> **INSTRUCTIONS TO FOLLOW**:
List every line in the entries below that contains the word "white", copying each line in full.

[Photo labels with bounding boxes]
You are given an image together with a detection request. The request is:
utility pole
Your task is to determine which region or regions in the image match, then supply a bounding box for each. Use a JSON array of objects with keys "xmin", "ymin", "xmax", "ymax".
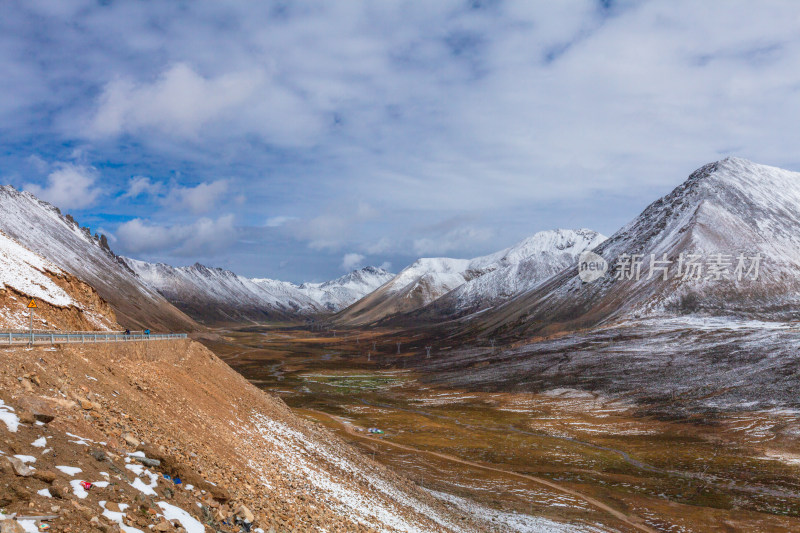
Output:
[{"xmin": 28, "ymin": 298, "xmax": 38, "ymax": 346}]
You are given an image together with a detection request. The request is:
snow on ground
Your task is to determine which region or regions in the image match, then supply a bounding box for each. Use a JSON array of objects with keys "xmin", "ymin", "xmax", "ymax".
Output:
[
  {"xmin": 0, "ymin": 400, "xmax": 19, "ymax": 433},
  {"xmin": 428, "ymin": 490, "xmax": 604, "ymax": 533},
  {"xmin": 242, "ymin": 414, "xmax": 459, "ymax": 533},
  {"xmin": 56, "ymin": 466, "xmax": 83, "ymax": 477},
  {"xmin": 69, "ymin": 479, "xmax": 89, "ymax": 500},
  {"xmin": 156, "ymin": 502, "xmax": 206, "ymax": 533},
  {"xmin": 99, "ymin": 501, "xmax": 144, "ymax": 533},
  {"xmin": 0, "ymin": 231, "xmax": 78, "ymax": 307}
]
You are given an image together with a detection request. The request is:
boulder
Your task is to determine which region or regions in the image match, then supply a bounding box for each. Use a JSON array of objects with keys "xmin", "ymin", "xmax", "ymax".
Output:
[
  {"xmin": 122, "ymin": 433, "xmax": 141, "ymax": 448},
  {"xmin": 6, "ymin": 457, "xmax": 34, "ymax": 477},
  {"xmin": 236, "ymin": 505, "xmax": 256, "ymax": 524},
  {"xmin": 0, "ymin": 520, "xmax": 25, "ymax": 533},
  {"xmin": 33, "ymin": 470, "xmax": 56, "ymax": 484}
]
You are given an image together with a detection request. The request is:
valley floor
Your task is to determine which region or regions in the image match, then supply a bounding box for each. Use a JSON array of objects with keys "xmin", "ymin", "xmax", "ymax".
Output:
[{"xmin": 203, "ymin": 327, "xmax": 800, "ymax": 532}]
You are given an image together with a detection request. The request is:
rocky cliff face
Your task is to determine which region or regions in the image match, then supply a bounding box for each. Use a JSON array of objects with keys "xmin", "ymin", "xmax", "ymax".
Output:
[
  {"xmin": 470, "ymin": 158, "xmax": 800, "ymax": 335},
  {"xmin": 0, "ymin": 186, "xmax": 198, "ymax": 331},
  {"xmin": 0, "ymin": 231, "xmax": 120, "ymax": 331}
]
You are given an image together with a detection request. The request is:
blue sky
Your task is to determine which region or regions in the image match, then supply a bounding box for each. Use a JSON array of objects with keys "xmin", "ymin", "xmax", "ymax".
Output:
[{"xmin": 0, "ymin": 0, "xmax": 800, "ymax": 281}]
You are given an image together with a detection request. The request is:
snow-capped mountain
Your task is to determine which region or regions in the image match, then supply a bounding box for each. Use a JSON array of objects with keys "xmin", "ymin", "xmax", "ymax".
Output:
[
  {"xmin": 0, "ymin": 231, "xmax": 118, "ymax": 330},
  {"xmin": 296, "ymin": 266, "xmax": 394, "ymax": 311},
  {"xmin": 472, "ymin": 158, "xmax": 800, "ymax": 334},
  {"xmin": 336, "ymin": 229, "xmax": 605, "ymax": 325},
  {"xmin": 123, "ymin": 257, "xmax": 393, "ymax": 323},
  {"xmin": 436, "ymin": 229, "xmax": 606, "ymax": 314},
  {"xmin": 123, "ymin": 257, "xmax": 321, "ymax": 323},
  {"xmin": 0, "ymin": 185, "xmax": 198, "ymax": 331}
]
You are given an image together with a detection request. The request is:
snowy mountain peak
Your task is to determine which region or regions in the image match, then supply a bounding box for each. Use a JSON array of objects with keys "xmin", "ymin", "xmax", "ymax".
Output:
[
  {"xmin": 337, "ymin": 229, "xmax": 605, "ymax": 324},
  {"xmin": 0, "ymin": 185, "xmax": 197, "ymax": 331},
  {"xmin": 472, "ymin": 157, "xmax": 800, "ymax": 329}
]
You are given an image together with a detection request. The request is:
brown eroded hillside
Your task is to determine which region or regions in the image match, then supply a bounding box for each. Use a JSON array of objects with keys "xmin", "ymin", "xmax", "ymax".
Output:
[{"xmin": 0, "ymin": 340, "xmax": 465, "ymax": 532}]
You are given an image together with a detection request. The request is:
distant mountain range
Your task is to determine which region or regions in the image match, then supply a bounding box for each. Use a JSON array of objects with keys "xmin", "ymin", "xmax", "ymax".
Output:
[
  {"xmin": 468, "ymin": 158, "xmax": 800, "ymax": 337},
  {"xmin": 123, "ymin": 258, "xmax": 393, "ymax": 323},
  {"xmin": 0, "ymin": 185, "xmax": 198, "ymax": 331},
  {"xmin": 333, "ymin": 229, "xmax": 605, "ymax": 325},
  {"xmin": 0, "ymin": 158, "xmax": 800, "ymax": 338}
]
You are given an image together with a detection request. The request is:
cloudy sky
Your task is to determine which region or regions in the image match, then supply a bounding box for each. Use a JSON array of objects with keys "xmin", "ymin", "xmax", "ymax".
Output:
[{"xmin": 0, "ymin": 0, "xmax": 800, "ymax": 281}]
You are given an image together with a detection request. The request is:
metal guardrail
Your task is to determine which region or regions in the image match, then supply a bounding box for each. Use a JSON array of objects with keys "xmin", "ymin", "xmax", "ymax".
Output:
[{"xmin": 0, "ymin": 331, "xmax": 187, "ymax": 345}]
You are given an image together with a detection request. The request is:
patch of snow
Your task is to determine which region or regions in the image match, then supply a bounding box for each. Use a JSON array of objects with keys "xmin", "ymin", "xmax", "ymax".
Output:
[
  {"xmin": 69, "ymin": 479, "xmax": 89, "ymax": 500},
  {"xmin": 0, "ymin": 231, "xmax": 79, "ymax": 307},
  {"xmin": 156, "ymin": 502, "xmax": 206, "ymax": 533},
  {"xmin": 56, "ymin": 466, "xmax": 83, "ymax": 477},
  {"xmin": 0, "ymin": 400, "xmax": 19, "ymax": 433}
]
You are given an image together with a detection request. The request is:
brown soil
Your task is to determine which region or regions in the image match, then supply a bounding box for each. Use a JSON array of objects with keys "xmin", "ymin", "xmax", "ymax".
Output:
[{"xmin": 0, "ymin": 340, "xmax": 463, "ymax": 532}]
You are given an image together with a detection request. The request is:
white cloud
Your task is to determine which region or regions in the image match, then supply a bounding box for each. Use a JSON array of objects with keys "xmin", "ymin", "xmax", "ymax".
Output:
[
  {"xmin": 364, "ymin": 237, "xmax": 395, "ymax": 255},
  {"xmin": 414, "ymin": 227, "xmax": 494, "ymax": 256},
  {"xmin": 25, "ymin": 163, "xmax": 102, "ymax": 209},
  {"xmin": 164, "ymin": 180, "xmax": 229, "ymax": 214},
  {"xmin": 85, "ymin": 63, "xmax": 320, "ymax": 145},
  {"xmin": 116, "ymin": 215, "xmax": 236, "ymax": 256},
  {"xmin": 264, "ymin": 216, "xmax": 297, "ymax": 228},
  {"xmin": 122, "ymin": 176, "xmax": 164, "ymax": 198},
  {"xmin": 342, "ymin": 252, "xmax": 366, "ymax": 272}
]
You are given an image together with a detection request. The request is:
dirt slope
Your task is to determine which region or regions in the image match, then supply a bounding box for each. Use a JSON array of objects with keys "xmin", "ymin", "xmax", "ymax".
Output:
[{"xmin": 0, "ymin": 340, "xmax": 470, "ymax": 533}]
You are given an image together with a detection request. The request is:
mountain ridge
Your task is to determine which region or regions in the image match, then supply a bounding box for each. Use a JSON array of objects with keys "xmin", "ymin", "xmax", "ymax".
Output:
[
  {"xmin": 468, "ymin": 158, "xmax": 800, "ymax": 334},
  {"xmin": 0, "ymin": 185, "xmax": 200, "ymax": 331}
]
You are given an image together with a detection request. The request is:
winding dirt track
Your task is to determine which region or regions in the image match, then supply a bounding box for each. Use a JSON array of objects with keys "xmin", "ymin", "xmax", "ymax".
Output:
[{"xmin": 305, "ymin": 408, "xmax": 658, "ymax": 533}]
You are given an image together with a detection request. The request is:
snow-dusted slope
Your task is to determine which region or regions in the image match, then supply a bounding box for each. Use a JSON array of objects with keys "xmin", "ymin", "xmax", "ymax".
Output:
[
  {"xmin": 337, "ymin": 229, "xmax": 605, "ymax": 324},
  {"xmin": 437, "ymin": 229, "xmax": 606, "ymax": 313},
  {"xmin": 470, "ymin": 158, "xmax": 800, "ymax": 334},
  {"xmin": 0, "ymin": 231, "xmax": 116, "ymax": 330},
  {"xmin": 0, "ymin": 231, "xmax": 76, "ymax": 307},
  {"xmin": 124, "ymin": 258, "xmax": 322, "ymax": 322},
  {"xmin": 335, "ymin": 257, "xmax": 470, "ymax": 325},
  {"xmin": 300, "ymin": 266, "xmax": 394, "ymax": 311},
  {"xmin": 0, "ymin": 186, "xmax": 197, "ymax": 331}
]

* * *

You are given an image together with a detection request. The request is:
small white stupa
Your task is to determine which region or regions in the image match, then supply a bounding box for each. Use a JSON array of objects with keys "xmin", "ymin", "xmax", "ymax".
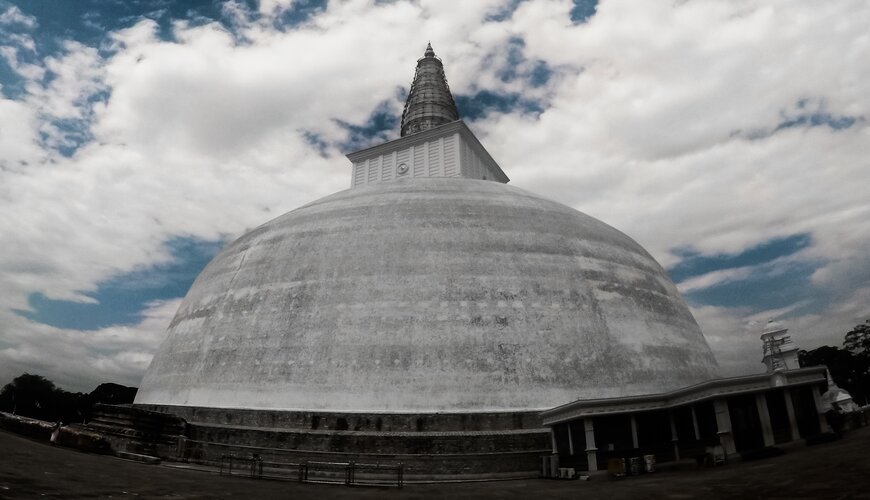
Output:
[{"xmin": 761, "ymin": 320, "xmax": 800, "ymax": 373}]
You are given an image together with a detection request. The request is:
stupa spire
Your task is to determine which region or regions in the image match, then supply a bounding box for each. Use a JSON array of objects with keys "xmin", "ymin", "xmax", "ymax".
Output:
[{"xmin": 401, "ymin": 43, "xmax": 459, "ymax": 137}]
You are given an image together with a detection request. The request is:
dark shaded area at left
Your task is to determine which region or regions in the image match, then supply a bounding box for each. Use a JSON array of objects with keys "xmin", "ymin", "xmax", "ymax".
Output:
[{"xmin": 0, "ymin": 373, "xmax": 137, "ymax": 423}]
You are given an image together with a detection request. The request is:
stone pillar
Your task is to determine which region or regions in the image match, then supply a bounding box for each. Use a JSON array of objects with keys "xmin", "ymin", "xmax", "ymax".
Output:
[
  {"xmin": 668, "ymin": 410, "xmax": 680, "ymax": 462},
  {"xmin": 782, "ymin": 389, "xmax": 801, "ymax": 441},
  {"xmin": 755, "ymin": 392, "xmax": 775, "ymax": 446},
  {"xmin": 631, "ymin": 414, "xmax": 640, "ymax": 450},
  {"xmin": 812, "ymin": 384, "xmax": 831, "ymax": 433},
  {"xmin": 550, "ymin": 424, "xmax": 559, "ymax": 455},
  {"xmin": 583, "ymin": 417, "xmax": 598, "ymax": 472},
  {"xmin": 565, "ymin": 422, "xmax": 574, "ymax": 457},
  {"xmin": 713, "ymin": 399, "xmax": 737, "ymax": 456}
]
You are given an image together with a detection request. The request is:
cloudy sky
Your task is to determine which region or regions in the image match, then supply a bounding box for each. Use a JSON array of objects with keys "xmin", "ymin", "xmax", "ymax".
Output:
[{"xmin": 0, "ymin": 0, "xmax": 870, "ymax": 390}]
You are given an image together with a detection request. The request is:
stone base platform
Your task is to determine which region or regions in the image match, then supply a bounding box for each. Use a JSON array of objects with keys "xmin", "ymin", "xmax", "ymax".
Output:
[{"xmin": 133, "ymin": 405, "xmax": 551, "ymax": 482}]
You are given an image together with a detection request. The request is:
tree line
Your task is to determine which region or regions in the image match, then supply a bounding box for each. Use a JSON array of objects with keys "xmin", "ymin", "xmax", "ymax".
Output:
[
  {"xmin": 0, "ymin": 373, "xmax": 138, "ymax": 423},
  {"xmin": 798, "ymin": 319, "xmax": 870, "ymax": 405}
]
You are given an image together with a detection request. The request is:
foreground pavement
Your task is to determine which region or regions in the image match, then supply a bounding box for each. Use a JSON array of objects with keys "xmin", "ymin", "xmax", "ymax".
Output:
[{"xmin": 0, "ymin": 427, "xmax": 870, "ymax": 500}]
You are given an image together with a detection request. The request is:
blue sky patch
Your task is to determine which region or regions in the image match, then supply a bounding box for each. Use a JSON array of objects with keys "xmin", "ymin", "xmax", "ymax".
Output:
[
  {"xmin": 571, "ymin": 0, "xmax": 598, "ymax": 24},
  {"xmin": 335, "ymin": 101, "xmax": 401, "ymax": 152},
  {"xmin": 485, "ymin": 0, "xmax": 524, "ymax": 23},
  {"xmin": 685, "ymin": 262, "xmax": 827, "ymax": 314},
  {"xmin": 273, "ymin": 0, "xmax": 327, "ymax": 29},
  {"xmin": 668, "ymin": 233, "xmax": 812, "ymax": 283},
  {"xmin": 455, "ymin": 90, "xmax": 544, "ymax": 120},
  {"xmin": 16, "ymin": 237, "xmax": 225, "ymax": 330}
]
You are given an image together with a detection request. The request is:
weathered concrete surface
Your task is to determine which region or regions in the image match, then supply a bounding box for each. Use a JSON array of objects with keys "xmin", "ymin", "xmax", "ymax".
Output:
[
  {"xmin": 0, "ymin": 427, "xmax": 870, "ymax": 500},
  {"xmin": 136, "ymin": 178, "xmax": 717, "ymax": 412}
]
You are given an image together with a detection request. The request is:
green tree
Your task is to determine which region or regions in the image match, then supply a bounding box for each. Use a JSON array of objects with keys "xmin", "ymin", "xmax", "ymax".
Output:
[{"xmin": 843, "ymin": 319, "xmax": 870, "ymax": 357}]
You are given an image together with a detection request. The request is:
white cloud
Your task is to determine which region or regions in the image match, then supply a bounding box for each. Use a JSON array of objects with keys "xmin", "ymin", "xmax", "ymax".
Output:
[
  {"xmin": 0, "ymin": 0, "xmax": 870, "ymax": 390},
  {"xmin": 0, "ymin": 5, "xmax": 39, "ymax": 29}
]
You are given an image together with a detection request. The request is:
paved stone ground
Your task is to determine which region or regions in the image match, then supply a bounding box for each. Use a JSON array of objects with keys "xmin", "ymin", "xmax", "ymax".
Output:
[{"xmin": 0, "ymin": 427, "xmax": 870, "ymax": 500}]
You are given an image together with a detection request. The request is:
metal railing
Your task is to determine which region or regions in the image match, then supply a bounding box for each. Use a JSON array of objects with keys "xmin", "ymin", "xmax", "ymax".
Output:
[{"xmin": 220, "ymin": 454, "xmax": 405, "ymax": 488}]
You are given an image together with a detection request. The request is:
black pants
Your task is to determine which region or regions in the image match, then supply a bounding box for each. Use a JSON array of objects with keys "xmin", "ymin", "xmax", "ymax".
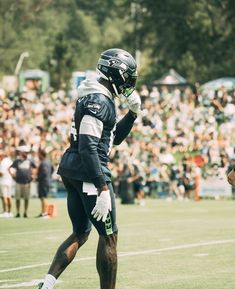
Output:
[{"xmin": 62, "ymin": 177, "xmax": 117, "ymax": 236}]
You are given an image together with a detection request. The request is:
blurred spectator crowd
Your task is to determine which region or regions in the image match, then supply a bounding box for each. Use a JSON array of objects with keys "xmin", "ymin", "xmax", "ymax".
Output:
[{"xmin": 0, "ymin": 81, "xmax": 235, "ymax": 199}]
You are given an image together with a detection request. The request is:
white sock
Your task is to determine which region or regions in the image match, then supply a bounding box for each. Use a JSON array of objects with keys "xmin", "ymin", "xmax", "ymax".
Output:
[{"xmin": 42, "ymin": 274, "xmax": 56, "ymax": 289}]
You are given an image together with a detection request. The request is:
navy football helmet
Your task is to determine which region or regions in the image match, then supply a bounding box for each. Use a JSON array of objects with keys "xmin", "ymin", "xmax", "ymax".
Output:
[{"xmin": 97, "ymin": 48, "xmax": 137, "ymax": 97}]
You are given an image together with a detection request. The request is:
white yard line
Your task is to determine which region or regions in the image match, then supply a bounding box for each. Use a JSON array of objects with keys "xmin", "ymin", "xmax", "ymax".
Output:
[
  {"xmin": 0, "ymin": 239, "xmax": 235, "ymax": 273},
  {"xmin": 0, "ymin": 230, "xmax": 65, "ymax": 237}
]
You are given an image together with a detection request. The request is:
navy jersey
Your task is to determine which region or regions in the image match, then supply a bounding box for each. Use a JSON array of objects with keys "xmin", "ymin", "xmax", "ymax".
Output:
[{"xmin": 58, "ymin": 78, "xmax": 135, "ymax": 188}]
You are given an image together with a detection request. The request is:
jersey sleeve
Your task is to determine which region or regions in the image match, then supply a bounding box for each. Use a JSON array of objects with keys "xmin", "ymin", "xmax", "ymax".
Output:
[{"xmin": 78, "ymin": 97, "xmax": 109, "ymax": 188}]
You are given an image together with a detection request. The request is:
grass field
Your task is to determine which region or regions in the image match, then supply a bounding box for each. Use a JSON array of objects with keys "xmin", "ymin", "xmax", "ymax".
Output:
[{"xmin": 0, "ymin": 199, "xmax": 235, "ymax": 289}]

> **REPLY**:
white cloud
small white stupa
white cloud
white sock
white yard line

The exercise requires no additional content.